*Exercício proposto 1*.
Retorne cada linha das entradas em que aparece a palavra "camel", levando em conta a diferença entre maiúsculas e minúsculas.

*Texto fornecido*.

_ _ _

Fecho minhas breves reflexões com o seguinte
pensamento: Entre erros, receios e acertos, o aprimoramento. É desta
forma que enxergo a necessidade de
se conhecer, de se apropriar e de passar a diante a historia social cultural
das lutas de movimentos como movimentos étnicos, de classe, questões de gênero
ou sexualidade. Apenas dessa forma podemos trazer algum tipo de diferença para
as pessoas à nossa volta. Encerro com o poema produzido pelas crianças do
relato acima:
NÃO TEM PROBLEMA SER DIFERENTE
UM É BRANCO E O OUTRO É
NEGRO.
UM É GORDO E O OUTRO É MAGRO.
AZUL, VERMELHO, ROSA, VERDE,
VARIAS CORES.
ROSTOS DIFERENTES
NOMES DIFERENTES
TAMANHOS DIFERENTES
SINFONIA DE CARACTERISTICAS
SER DIFERENTE É BOM, PORQUE
TUDO FICA MAIS LEGAL
E MUITO MAIS COLORIDO.
SE NÃO FOSSEM AS CORES, O
MUNDO SERIA UMA CHATICE!
1ºB,
E.E.HERMINIA GUGLIANO, MAIO DE 2016.

_ _ _

*Dados da tarefa*.
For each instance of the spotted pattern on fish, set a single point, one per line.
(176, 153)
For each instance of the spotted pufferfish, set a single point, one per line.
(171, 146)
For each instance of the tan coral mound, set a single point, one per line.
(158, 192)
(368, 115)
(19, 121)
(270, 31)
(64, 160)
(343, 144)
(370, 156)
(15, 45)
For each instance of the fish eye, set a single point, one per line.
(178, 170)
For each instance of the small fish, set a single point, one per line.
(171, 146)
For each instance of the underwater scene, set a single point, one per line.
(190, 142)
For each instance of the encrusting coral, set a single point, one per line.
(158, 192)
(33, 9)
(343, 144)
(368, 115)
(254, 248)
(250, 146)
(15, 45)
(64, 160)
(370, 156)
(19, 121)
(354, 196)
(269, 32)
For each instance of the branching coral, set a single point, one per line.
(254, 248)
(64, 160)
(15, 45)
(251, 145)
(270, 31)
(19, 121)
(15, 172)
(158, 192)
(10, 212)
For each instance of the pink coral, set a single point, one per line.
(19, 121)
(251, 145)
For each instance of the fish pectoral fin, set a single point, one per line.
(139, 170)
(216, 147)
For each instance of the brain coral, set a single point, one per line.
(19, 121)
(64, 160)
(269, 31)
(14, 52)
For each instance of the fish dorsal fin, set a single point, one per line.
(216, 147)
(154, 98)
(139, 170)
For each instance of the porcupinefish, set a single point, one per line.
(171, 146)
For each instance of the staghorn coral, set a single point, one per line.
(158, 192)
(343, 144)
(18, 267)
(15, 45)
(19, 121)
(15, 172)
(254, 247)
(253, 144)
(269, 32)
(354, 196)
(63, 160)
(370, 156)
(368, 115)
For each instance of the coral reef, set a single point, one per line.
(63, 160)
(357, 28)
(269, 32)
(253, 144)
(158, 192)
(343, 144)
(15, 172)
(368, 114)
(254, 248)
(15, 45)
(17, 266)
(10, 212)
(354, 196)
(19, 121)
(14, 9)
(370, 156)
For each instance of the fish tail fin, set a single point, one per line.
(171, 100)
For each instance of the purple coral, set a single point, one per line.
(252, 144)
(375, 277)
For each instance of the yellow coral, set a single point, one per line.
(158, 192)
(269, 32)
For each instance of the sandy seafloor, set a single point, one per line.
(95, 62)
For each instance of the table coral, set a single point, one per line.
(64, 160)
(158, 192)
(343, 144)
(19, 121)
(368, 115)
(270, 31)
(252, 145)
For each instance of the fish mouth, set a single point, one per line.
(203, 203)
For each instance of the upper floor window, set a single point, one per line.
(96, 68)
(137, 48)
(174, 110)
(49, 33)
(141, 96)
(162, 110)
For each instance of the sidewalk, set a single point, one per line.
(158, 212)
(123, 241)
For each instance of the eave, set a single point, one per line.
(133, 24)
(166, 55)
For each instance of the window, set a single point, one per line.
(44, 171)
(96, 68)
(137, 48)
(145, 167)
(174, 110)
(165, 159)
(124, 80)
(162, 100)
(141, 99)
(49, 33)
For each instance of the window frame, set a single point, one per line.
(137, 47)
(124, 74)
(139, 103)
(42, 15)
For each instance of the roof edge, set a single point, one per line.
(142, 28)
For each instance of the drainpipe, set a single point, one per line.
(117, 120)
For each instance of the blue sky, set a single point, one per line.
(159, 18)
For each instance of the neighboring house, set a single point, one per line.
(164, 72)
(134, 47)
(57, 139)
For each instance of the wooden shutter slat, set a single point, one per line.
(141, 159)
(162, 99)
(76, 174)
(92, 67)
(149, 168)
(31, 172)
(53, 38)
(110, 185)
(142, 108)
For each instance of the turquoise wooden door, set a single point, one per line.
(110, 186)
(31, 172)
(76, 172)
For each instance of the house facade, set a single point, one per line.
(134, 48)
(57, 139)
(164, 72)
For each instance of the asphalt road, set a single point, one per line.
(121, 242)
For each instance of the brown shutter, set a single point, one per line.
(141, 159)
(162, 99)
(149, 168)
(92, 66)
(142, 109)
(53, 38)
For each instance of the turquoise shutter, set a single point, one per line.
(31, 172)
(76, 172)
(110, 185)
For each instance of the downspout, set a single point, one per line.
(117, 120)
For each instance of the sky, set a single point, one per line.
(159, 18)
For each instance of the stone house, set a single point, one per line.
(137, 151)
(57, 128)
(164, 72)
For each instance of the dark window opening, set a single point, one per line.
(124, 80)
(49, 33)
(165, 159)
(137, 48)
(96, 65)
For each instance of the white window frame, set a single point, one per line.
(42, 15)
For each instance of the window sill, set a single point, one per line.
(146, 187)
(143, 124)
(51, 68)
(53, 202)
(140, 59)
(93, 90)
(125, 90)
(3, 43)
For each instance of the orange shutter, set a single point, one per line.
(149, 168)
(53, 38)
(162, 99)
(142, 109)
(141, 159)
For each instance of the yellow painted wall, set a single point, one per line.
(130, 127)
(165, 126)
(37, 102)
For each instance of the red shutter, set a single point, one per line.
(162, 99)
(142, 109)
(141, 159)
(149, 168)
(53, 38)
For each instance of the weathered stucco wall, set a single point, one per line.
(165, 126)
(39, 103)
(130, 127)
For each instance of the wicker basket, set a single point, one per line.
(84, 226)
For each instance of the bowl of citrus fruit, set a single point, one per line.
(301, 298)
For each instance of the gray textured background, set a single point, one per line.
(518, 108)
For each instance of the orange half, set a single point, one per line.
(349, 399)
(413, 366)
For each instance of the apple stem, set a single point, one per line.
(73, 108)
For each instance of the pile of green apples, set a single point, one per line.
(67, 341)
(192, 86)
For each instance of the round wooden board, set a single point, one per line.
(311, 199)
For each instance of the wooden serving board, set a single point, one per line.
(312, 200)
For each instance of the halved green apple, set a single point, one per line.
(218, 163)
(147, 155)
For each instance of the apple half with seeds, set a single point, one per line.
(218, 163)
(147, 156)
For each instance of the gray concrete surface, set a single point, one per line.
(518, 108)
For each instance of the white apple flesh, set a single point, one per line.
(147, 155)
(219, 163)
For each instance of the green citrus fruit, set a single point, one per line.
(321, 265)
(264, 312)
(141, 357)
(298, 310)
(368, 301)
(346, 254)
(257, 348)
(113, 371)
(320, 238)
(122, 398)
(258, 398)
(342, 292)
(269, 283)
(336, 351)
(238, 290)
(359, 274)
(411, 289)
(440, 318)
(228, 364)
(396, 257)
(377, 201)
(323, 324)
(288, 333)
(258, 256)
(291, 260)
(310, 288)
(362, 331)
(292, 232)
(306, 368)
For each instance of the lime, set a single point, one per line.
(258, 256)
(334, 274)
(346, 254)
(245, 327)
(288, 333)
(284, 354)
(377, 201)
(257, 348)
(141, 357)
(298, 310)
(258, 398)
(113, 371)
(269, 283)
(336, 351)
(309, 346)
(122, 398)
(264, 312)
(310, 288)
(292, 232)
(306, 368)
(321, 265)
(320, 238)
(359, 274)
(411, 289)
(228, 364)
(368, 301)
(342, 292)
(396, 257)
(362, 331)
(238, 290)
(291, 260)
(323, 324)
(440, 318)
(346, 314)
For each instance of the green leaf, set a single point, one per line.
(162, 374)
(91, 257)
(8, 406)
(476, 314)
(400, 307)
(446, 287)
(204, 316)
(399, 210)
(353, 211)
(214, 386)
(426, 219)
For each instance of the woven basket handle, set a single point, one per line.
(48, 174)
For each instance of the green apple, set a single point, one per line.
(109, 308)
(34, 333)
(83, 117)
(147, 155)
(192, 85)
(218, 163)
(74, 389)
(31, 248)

_ _ _

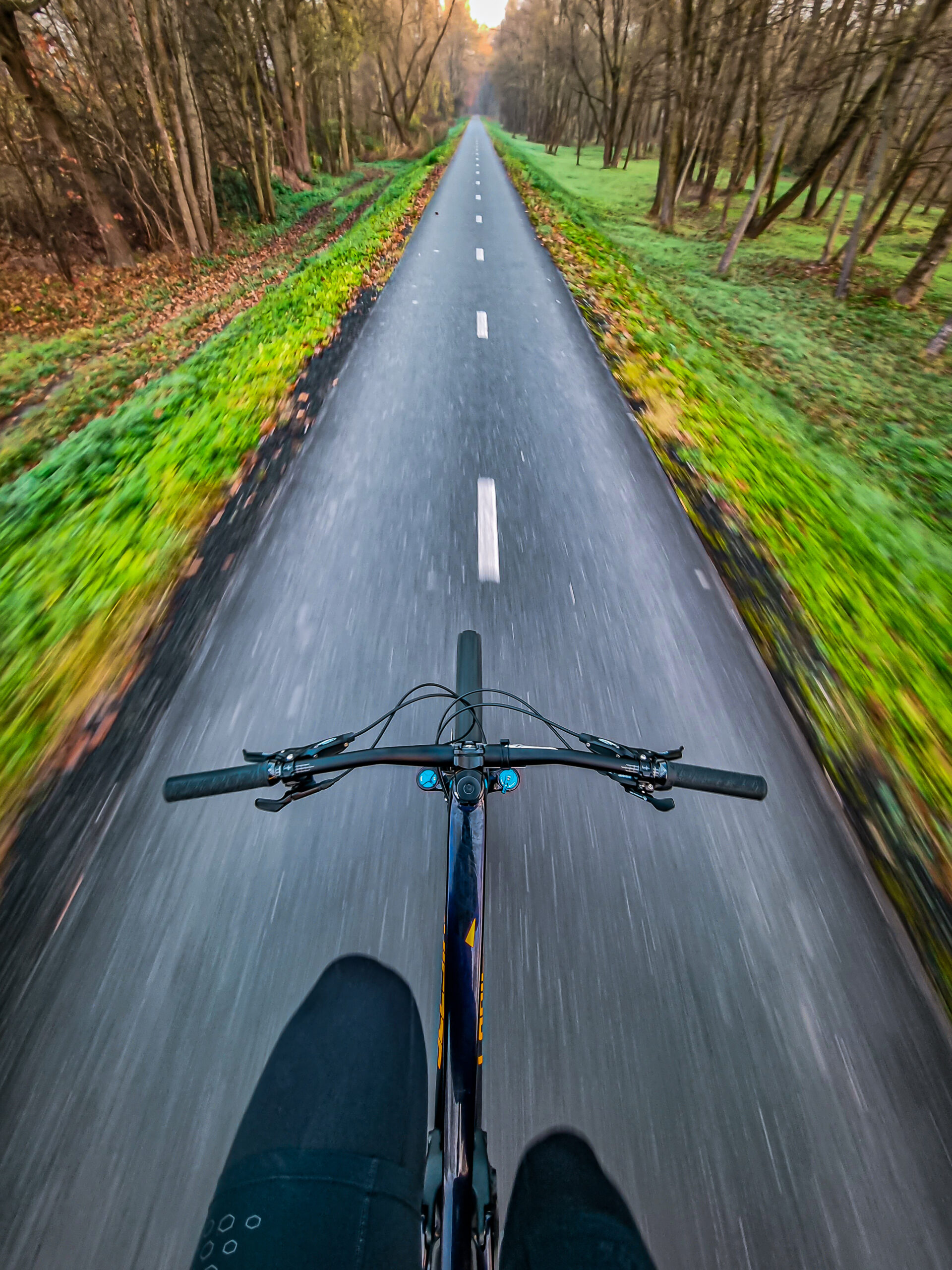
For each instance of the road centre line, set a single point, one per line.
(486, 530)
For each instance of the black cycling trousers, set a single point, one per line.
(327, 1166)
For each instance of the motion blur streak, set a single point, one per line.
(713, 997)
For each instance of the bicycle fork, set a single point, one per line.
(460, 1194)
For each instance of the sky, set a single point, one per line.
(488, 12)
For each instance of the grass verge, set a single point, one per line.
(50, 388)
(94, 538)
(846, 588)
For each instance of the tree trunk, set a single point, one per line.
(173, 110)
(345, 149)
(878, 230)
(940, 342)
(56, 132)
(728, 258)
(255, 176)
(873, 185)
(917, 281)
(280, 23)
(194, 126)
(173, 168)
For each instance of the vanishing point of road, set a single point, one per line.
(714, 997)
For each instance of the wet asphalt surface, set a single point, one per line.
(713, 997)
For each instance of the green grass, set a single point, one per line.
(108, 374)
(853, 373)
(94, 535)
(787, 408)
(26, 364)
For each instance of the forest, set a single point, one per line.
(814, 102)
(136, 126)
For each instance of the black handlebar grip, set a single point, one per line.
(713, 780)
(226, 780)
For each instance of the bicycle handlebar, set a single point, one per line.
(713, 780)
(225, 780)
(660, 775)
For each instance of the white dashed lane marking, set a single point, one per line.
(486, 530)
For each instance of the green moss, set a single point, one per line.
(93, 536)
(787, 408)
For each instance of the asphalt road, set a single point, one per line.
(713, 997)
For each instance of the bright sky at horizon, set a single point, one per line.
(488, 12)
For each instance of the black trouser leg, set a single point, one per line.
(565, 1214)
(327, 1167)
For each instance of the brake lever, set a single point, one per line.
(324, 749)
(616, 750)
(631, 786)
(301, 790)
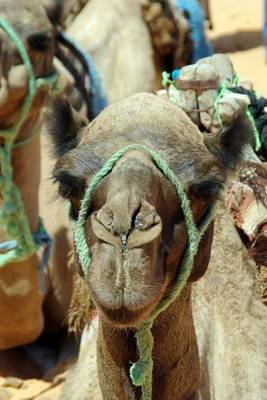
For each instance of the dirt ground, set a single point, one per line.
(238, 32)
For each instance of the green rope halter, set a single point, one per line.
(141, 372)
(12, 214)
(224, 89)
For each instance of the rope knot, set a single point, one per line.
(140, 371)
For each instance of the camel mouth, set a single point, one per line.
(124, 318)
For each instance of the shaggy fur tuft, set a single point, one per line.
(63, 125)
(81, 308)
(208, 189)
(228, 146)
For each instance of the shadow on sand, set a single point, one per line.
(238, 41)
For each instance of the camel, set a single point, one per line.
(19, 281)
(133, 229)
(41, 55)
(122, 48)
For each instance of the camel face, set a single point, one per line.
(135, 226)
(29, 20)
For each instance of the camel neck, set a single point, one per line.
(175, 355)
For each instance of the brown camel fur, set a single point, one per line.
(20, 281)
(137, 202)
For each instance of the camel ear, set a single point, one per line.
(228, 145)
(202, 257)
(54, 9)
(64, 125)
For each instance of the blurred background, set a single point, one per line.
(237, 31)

_ _ _

*Exercício proposto 2*.
Substitua "SINFONIA" por "HARMONIA" no trecho do texto fornecido entre "UM É GORDO E" e "MUITO MAIS COLORIDO.", inclusive, e escreva esse trecho com a troca feita.

*Resposta completa 1*.
For each instance of the camel mouth, set a single point, one per line.
For each instance of the camel, set a single point, one per line.
For each instance of the camel face, set a single point, one per line.
For each instance of the camel neck, set a single point, one per line.
For each instance of the brown camel fur, set a single point, one per line.
For each instance of the camel ear, set a single point, one per line.

*Resposta completa 2*.
UM É GORDO E O OUTRO É MAGRO.
AZUL, VERMELHO, ROSA, VERDE,
VARIAS CORES.
ROSTOS DIFERENTES
NOMES DIFERENTES
TAMANHOS DIFERENTES
HARMONIA DE CARACTERISTICAS
SER DIFERENTE É BOM, PORQUE
TUDO FICA MAIS LEGAL
E MUITO MAIS COLORIDO.